WORK TO DO
1. According to the forum post on counting words in PHP, what does the word-counting function wrongly detect as a word?
2. Turn the lines of the listing into a JSON list of strings, one string per line and with blank lines omitted. Begin at the line of the listing that contains "Dataset class: shirt collar" and stop after the line that contains "[452,416,568,460]".

TEXT PROVIDED
┄┄┄┄┄┄

1

Since I read that str_word_count is flawed, I searched for an alternate solution and came across the following, which works quite good in general except of one problem.

function count_words($text) {

    //it removes html tags
    $text = preg_replace('/<[^>]*>/', '', $text);

    //it removes html space code
    $text = preg_replace(array('/&nbsp;/'), ' ', $text);

    //it removes multiple spaces with single
    $text = trim(preg_replace('!\s+!', ' ', $text));

    return count(explode(' ', $text));
}

The problem is that it detects a dash "-" as a word.

Example:

This is a title - Additional Info

It will count 7 words instead of 6.

Is there a possibility to exclude single characters like - from this word count?

┄┄┄┄┄┄

(Items from a data source)
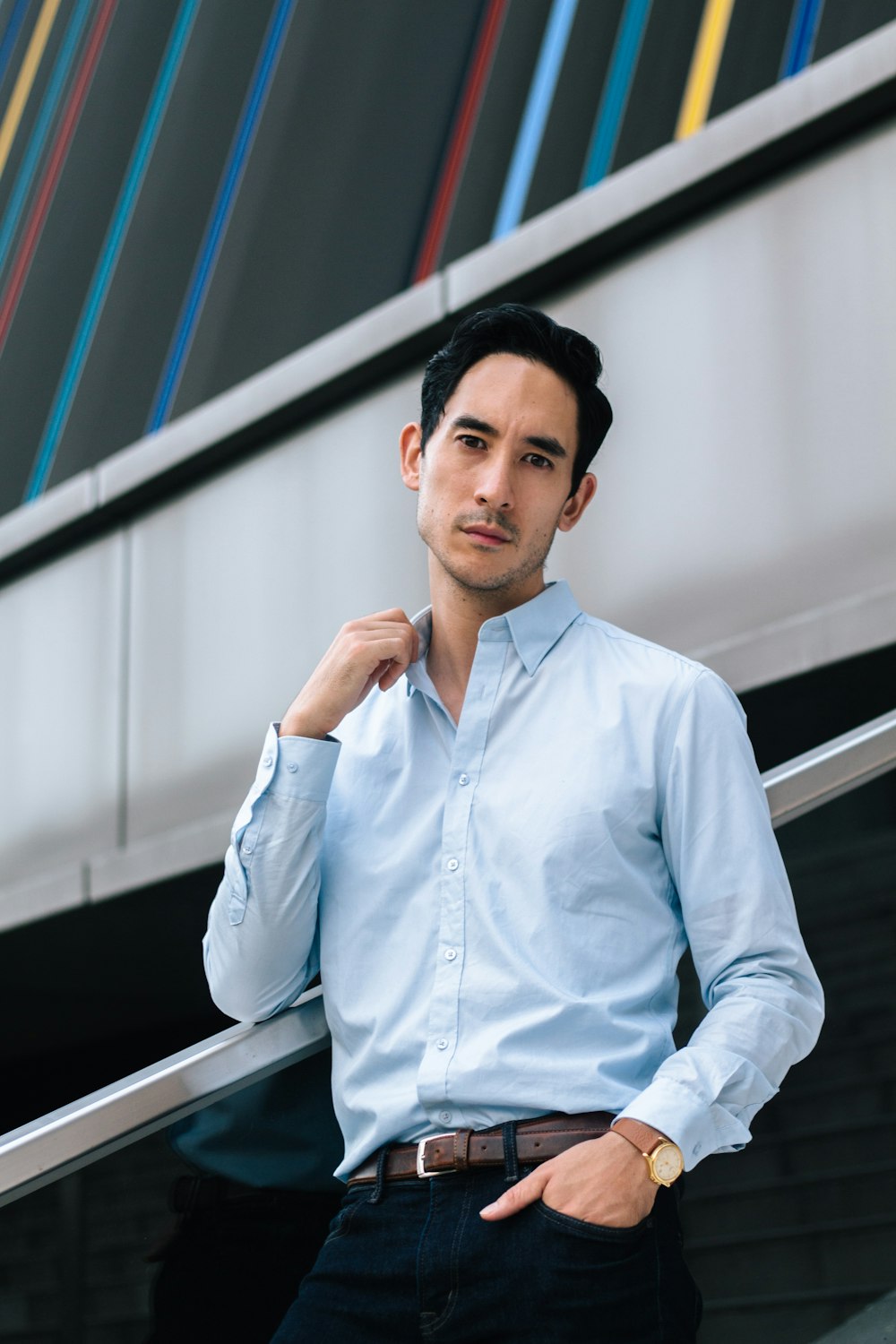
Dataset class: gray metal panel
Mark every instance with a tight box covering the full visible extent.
[546,124,896,680]
[86,808,234,900]
[0,863,87,930]
[127,373,426,844]
[0,537,124,882]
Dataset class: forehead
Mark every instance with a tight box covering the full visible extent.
[444,355,579,435]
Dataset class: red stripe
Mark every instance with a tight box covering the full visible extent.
[414,0,506,284]
[0,0,118,351]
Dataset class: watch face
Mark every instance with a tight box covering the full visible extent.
[653,1144,684,1182]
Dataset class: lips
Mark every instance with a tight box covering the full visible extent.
[463,523,511,547]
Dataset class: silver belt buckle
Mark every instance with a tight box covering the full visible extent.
[417,1129,454,1180]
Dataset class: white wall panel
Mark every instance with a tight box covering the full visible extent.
[127,374,426,841]
[546,125,896,661]
[0,537,124,900]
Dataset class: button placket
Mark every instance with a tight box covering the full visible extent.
[418,642,508,1124]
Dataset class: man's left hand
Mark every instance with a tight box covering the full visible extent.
[479,1133,659,1228]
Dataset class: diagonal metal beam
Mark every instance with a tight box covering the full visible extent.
[762,710,896,827]
[0,710,896,1206]
[0,986,329,1207]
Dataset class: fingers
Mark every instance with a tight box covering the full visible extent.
[479,1163,551,1223]
[280,607,420,738]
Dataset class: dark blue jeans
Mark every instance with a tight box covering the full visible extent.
[271,1168,700,1344]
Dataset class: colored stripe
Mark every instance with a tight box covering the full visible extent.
[0,0,28,90]
[0,0,116,351]
[146,0,296,433]
[780,0,825,80]
[25,0,199,500]
[0,0,59,177]
[492,0,579,238]
[676,0,735,140]
[582,0,650,187]
[0,0,91,266]
[414,0,506,284]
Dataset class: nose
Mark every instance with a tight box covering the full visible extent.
[474,453,513,511]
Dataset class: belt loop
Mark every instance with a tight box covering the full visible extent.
[501,1120,520,1185]
[366,1144,388,1204]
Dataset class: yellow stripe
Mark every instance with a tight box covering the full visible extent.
[0,0,60,184]
[676,0,735,140]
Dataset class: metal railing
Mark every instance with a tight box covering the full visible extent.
[0,710,896,1206]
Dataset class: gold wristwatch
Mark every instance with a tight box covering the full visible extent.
[613,1116,685,1187]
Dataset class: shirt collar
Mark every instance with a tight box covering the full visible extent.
[406,580,582,695]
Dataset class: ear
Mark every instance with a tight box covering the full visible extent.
[398,422,423,491]
[557,472,598,532]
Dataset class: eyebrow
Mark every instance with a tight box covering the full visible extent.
[452,416,568,460]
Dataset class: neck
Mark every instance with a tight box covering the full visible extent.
[426,556,544,723]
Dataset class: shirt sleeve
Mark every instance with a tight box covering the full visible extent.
[624,669,823,1168]
[202,725,340,1021]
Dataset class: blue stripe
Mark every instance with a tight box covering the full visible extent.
[0,0,28,89]
[492,0,579,238]
[0,0,91,268]
[582,0,650,187]
[780,0,825,80]
[25,0,199,500]
[146,0,296,435]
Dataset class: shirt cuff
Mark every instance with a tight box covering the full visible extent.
[616,1078,750,1171]
[258,723,341,803]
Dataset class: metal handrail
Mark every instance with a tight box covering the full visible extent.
[762,710,896,827]
[0,710,896,1207]
[0,986,329,1207]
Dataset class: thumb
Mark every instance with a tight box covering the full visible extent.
[479,1164,551,1223]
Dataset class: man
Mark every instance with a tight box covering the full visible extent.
[205,306,821,1344]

┄┄┄┄┄┄

OUTPUTS
1. It detects a dash "-" as a word.

2.
[
  "Dataset class: shirt collar",
  "Mark every instance with a tight box covering the full visible extent.",
  "[406,580,582,695]",
  "Dataset class: ear",
  "Mark every instance with a tight box covering the full visible extent.",
  "[398,422,423,491]",
  "[557,472,598,532]",
  "Dataset class: eyebrow",
  "Mark every instance with a tight box covering the full visible extent.",
  "[452,416,568,460]"
]